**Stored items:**
*-*-*

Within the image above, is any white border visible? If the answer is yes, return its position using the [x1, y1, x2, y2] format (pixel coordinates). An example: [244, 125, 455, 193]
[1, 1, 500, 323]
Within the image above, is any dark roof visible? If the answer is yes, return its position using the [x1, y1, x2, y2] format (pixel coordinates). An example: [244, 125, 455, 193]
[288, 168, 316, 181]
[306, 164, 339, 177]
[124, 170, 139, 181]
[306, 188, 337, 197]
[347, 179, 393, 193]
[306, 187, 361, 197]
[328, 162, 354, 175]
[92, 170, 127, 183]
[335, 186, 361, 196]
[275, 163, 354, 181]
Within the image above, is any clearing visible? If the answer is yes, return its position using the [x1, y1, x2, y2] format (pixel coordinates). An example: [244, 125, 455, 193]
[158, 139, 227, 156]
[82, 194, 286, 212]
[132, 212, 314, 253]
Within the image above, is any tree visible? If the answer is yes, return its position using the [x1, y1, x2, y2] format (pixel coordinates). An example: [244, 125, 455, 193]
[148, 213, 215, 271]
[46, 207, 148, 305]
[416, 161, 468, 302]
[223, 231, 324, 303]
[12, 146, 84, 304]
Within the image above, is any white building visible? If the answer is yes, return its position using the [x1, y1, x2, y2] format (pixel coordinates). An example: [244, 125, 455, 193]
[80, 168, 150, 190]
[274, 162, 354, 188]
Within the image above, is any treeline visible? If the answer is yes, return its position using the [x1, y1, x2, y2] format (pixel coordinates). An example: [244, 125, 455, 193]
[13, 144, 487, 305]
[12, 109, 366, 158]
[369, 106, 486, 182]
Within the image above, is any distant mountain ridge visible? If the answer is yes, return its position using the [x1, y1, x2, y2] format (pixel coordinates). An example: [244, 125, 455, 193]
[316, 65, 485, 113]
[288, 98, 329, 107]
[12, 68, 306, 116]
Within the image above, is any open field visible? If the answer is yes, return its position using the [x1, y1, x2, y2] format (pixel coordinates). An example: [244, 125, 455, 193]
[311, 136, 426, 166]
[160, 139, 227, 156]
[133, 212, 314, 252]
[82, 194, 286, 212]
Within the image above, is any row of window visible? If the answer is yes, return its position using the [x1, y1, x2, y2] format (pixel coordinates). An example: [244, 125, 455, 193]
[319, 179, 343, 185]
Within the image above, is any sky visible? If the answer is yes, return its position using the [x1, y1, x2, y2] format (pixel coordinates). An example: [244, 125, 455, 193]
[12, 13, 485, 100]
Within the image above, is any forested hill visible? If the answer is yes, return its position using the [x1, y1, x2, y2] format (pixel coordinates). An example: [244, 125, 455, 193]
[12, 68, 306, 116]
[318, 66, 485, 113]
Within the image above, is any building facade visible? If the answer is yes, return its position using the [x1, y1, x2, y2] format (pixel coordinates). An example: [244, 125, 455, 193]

*-*-*

**Task description:** Swap "return its position" for "give its location" everywhere it appears in the material above, and leave everything else unchanged.

**Task result:**
Within the image above, is any white border visible? If the answer is yes, give its location using the [x1, y1, x2, y2] format (pixel coordinates). An example: [244, 125, 455, 193]
[1, 1, 500, 323]
Within the image above, is any dark roof visible? If the answer is yes, give its location using the [x1, y1, x2, y2] format (pixel coordinates). An example: [244, 125, 455, 193]
[288, 168, 316, 181]
[306, 164, 339, 177]
[124, 170, 139, 181]
[306, 188, 337, 197]
[347, 179, 393, 193]
[306, 187, 361, 197]
[328, 162, 354, 175]
[92, 170, 127, 183]
[335, 186, 361, 196]
[275, 163, 354, 181]
Within the image above, is any clearing visible? If the answer is yes, give its location using the [x1, y1, x2, y2] format (pixel coordinates). An example: [244, 125, 455, 193]
[158, 139, 227, 156]
[82, 194, 286, 212]
[132, 212, 314, 253]
Within the image above, is any tree visible? If the answer is yes, give its location using the [x1, y1, x2, y2] format (pixel coordinates). An example: [244, 125, 455, 193]
[148, 213, 215, 271]
[46, 207, 148, 305]
[416, 161, 468, 302]
[223, 231, 324, 303]
[12, 146, 84, 304]
Within the image above, is any white building visible? If the answer is yes, give its location using the [x1, y1, x2, y2] format (pixel coordinates). An example: [244, 125, 455, 193]
[80, 168, 150, 190]
[274, 162, 354, 188]
Within the image above, is any treeline visible? If the answer is yes, give its location using the [x1, y1, x2, y2] format (pixel coordinates). An example: [244, 125, 455, 193]
[13, 144, 487, 305]
[12, 109, 366, 158]
[369, 106, 486, 182]
Within the image above, is any distant mountain ridge visible? If the answer is yes, give its location using the [x1, y1, x2, y2] format (pixel coordinates). An example: [244, 125, 455, 193]
[316, 65, 485, 113]
[288, 98, 329, 107]
[12, 68, 306, 116]
Within the image above, is any open field visible? If the answer is yes, give its location using the [x1, y1, x2, y2] format (pixel coordinates). An example: [244, 125, 455, 193]
[311, 136, 426, 166]
[160, 139, 227, 156]
[133, 212, 314, 252]
[82, 194, 286, 212]
Within the image above, is any row of window visible? If the answer is yes, give its location using the [x1, y1, x2, y2] format (pixel coordinates). An example: [244, 125, 455, 193]
[319, 179, 343, 185]
Within the image above, is any sky visible? If the answer is yes, give its location using the [x1, y1, x2, y2] format (pixel coordinates). An example: [244, 125, 455, 193]
[12, 13, 485, 100]
Within the image above, is any forested hill visible? If the answer is yes, give its location using the [x1, y1, x2, y2] format (pixel coordinates). An example: [244, 125, 455, 193]
[12, 68, 306, 116]
[318, 66, 485, 113]
Within the image above, is any building facade visible? If the answer is yes, give its location using the [x1, y1, x2, y2] format (pixel coordinates). An example: [244, 125, 455, 193]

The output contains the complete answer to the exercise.